▶ **PASSAGE TO READ**:
● ● ●
Ta Keo was our third stop. During my visit there was quite a bit of restoration work being undertaken which unfortunately limited the areas I could get to. Ta Keo is a pyramidal structure which affords some impressive views once you’ve battled your way to its top. The stairs have seen better days and are very steep and uneven meaning care should be taken as you climb them. I’m quite fit but I still felt the burn in my thighs as I reached the summit! The views of the encroaching jungle and distant temples from the top is worth the effort and the smell of burning incense from the uppermost chamber lends an almost spiritual feel to the moment. If care is to be taken on the way up, your concentration should be doubled on the way down as one misstep when dodging the upcoming tourists could lead to a pretty serious fall and subsequent injury.
The nearby Baphuon was our next destination. Set in the middle of a wide moat, you will enter the Angkor Thom complex via an intricately designed bridge and pass under an intimidating arch adorned with giant heads. It’s hard not to feel like you are being judged as you enter but luckily I was deemed worthy enough to pass. Be careful upon entering of tuk tuk drivers passing through from the opposite side – I almost witnessed a couple get wiped out as one inconsiderate driver flew through the gate at top speed. Just beyond the gate lies the Terrace of the Elephants, a long wall filled with elephant carvings once used by king Jayavarman VII to observe and congratulate his returning armies. Just beyond lies the Baphuon, a temple pyramid on a much grander scale than Ta Keo. Reached by traversing a long walkway, the summit is reached by climbing tall flights of narrow wooden steps placed to protect the temple beneath when the lengthy reconstruction of the site was completed in 2011. The Baphuon is popular with tourists so expect some lengthy waits when trying to use the stairs if arriving during peak periods. The views from the top are again spectacular.
I eventually made my way back down and headed towards the Bayon by foot. On my way I spotted a few monkeys by the roadside and accidentally spooked one of the babies who ran into its mother’s arms in a charmingly childlike fashion. Nearby there stands a large Buddha encircled by numerous locals who were more than happy to chat (or gesticulate at least) with any curious foreigner who passed by.
The Bayon is quite a large structure and is instantly recognisable for its numerous smiling face towers. You can spend a lot of time wandering around the Bayon and, even though there are a lot of areas that are out of bounds, you can discover hidden areas with astonishing regularity. The inner gallery is a perfect place to hole up for a brief respite from the unrelenting Cambodian sun. The upper terrace is architecturally busy with a lot of complicated towers and chambers to discover and explore and nearly every wall is covered in beautiful bas-reliefs – there is literally a wonderful photo opportunity at every turn. Of all the temples I visited on my day around Angkor, I definitely spent the most time at the Bayon. There is just so much to see and I would say any visit to the Angkor complex would be incomplete without stopping off here. When I finally could drag myself away from this wonderful site I took half an hour or so aimlessly looking for Braus. Eventually I found him snoozing on a hammock in the shade of some trees absolutely miles away from where he had indicated we meet!
● ● ●
▶ **SUPPLIED RECORDS**:
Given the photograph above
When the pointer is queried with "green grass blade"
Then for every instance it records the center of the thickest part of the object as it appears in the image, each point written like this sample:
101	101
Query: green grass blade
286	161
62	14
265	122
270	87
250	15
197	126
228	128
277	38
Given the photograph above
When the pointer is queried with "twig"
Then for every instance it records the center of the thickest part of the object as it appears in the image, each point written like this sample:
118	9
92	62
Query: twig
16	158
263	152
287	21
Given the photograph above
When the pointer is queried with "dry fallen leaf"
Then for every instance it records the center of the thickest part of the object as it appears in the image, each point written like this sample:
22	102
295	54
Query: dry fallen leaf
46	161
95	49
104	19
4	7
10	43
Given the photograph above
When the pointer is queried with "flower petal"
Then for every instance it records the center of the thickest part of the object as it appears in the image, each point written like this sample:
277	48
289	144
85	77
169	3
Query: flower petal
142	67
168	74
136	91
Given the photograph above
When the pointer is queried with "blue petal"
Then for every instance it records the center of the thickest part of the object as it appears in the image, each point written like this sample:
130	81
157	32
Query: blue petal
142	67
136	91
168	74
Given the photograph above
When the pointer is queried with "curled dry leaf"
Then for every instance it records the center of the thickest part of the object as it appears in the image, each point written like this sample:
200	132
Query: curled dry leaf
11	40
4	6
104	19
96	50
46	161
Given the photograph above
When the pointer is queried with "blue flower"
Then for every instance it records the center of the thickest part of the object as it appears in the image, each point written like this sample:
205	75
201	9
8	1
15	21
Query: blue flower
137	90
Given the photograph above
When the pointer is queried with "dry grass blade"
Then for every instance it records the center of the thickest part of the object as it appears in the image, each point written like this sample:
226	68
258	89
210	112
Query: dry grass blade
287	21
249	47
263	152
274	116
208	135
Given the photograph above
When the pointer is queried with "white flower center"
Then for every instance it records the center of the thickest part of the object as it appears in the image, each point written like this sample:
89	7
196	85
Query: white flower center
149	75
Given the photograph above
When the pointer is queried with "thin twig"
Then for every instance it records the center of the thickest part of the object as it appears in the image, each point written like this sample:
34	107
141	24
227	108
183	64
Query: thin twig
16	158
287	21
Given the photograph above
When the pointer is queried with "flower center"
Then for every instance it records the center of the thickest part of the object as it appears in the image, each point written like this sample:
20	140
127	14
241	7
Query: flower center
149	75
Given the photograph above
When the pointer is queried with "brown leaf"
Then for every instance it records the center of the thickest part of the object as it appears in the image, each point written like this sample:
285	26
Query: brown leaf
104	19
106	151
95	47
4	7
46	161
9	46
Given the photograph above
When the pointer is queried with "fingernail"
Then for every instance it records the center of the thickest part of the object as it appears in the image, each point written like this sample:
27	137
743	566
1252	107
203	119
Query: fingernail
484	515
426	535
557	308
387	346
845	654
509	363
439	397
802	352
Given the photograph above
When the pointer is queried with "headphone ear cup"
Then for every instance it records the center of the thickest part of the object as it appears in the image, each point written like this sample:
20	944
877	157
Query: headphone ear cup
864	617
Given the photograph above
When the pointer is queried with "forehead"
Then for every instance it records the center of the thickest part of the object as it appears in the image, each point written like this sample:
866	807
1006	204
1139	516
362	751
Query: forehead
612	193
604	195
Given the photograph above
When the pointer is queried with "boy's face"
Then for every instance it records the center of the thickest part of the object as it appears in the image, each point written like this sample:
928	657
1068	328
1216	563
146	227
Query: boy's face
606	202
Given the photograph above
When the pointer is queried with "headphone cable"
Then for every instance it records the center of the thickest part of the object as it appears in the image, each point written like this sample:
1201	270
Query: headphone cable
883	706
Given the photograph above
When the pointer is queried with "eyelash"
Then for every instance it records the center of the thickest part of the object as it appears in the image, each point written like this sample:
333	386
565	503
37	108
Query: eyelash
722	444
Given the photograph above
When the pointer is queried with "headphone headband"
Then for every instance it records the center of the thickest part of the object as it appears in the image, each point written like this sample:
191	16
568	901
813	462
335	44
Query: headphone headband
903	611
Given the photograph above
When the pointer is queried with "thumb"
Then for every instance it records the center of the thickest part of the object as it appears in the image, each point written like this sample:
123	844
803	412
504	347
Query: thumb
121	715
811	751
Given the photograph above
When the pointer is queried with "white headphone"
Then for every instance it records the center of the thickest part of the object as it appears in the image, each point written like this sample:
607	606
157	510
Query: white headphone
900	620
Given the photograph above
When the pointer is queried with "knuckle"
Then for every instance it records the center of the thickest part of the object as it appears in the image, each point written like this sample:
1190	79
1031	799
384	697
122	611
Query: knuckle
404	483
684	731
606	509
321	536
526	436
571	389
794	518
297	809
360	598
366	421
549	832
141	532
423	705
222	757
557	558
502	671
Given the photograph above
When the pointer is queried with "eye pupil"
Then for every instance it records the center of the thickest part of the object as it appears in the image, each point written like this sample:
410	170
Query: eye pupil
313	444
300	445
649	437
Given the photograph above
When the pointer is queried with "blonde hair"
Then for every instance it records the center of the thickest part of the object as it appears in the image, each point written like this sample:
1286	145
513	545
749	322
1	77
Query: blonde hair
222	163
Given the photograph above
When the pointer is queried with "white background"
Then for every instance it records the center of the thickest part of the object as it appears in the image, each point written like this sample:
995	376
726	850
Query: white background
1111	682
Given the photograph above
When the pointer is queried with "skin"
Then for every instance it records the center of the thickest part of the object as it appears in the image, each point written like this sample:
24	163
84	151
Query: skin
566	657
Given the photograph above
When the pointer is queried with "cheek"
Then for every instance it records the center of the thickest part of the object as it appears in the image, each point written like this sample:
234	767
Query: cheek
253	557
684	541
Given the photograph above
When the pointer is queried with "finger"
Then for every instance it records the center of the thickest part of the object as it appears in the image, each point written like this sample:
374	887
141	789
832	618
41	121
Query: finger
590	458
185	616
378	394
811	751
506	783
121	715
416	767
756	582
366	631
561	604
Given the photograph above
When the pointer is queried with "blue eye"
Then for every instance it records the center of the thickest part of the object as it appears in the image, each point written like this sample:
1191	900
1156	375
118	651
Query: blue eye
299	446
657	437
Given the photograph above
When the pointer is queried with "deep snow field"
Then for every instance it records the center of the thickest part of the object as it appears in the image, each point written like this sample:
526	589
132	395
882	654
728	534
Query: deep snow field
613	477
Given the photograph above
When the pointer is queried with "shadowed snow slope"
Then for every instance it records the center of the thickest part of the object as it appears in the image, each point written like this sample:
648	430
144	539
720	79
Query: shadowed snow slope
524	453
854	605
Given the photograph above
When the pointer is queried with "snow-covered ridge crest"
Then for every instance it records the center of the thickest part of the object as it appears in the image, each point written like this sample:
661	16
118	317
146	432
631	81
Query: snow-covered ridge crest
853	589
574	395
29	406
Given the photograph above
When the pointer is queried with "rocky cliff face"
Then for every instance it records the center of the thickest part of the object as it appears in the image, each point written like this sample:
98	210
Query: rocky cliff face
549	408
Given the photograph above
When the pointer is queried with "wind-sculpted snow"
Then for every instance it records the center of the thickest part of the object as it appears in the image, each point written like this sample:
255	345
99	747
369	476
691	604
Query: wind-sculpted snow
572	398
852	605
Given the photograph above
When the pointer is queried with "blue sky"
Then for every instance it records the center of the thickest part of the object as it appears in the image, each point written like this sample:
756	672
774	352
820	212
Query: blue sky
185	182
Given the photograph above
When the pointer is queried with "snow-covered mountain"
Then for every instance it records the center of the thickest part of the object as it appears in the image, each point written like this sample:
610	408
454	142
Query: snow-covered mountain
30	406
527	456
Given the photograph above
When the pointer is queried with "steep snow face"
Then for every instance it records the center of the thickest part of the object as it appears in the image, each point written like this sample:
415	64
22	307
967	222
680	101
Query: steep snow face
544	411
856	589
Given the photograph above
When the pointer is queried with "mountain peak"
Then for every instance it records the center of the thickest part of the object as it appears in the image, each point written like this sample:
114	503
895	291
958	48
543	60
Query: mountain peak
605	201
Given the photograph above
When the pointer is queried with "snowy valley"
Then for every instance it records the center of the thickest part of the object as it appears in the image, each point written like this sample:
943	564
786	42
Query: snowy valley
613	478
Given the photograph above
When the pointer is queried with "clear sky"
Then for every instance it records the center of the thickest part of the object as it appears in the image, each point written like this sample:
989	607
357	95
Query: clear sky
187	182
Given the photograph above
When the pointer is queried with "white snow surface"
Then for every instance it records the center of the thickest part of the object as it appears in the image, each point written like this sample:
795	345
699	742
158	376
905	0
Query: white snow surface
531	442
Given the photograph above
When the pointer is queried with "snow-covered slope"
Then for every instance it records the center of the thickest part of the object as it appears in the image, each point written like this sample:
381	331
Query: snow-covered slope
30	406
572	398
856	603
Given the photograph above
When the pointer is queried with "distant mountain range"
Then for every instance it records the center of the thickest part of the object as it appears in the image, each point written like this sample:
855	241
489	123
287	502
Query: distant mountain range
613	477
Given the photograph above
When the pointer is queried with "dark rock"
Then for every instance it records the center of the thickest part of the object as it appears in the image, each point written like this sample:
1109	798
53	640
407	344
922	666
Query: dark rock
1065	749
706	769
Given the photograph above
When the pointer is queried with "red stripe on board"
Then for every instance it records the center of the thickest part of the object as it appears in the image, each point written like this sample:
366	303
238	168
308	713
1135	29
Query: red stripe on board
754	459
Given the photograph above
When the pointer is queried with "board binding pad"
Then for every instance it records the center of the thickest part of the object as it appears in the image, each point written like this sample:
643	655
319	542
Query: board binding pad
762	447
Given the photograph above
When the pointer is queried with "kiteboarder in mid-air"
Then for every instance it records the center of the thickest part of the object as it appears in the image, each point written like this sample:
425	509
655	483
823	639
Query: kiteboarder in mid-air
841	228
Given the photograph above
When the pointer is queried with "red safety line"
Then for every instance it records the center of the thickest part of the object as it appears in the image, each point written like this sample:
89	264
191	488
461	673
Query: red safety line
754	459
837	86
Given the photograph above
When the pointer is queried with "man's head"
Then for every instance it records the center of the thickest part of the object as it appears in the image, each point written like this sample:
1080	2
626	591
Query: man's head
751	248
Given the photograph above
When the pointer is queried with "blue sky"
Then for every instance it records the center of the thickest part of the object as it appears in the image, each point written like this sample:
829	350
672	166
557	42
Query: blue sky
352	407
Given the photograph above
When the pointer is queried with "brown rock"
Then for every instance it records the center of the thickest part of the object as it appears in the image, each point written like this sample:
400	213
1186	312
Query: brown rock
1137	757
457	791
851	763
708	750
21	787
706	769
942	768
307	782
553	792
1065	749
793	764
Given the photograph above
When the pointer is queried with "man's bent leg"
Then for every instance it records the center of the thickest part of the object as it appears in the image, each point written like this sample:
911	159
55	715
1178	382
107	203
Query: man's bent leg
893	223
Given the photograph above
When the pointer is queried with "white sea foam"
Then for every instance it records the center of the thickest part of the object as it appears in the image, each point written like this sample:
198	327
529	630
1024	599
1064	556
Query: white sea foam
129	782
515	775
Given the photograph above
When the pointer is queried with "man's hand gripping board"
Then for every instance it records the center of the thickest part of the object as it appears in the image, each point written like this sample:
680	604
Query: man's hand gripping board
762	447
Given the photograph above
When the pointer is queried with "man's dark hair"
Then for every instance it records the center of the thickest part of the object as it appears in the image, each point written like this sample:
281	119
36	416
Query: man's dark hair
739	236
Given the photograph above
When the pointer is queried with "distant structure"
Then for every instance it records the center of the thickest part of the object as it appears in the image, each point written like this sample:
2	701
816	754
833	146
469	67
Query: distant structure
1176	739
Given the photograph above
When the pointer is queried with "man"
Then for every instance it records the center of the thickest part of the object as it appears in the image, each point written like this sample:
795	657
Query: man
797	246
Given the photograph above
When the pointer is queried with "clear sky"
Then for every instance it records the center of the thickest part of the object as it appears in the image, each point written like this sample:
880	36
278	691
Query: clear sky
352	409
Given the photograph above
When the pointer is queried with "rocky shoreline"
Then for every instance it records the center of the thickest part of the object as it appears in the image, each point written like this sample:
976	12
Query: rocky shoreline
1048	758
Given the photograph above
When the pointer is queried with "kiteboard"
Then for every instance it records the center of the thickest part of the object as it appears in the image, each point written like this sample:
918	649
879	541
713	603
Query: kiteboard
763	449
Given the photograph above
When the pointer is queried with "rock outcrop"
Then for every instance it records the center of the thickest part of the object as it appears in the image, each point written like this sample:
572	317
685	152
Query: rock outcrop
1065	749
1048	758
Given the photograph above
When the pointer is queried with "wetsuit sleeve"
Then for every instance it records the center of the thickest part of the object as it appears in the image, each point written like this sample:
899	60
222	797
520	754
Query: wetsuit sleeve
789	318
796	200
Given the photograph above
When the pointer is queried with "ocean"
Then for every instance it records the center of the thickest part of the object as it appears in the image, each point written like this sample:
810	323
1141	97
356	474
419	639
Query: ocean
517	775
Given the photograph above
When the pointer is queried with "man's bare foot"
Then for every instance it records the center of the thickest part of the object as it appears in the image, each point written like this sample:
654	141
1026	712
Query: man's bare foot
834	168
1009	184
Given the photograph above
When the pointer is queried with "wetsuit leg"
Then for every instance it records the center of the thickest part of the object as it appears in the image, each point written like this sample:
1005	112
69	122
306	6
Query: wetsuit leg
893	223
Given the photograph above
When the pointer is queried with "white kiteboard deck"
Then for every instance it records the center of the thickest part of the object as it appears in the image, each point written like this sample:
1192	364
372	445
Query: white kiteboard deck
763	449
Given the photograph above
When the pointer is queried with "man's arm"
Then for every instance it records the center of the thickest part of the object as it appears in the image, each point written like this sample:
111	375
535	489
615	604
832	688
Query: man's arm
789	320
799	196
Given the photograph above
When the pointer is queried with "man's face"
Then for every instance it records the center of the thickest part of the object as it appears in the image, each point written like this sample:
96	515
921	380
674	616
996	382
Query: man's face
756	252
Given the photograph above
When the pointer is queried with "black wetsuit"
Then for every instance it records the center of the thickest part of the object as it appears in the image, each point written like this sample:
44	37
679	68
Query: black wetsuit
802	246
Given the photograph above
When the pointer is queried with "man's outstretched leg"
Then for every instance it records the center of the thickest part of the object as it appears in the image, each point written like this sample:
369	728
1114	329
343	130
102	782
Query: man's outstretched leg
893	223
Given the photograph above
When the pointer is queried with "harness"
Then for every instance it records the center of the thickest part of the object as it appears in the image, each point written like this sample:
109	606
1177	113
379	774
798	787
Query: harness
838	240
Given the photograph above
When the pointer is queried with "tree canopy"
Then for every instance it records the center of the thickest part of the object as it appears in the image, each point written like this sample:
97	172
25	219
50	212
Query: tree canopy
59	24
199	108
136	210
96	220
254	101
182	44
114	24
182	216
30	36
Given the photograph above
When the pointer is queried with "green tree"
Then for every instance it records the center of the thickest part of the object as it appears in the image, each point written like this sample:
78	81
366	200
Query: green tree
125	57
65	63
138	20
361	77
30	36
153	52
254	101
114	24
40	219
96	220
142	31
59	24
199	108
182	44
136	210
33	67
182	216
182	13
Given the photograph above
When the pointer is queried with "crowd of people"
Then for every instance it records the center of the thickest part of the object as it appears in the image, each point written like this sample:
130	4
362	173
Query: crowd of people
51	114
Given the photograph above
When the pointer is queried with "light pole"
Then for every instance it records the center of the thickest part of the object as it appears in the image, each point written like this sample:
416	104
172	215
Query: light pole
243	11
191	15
● ● ●
▶ **WRITTEN EXERCISE**: Please carry the account of the day among the Angkor temples further, starting after its last sentence.

▶ **TASK ANSWER**:
By this time I had been out and about for between four and five hours and I was starting to feel the strain of so much walking and climbing in the unforgiving midday heat. I decided to cut out a few of the minor temples I had planned to visit and asked if we could head straight to the apparent jewel in the crown – Angkor Wat itself.
Set in a huge square of land engulfed on three sides by thick jungle and surrounded by a wide moat flanked by protective lion and naga statutes, Angkor Wat is the biggest of all the temples I visited and easily the busiest. Expect people to encroach upon the majority of your photos. At the entrance there are a multitude of food stalls, tuk tuk men vying for your business and persistent beggars to be navigated before you reach the temple itself.
Compared to many of the temples in the area, Angkor Wat has survived incredibly well. The mythologically rich friezes and bas-reliefs on show are remarkably well-preserved (or lovingly repaired) and extremely photogenic. Within the more central areas are mausoleum style chambers that stand on well manicured grass verges, begging to be admired. Like the previous temples I visited, the higher you climb up the structure, the more exquisite the views become. While the sights from Ta Keo and the Baphuon are something to behold, the views from Angkor Wat pip them both and are incredibly special. Looking out over these monumental, impressive structures and recalling how old and intricately designed they are really takes one’s breath away.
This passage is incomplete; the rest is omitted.